[Entrées d'identification d'emplacements]
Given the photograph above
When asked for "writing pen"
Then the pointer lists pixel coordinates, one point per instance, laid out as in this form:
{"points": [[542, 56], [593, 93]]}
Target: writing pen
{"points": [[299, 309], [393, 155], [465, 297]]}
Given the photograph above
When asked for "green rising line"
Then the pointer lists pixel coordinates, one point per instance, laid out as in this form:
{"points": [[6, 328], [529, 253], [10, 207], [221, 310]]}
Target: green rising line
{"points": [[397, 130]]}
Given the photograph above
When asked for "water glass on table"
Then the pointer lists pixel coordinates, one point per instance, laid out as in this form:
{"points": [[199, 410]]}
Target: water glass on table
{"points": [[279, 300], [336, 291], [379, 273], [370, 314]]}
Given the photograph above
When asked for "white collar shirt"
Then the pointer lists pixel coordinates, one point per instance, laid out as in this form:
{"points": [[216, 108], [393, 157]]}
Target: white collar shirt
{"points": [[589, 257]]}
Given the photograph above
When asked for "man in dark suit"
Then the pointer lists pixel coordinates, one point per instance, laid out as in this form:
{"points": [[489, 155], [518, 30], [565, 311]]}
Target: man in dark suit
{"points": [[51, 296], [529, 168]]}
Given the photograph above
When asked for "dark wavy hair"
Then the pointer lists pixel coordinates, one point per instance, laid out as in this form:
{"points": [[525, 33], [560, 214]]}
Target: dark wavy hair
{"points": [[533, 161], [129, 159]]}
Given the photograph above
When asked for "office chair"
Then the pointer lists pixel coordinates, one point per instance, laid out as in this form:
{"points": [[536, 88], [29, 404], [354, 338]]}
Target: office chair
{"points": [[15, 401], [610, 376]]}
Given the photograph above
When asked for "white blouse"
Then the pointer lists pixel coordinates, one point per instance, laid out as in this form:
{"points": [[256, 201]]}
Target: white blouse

**Consigne:** Comptez les lignes des enregistrements qui contiennent le mot "dark" et indiquez seulement ce nombre.

**Solution:** 4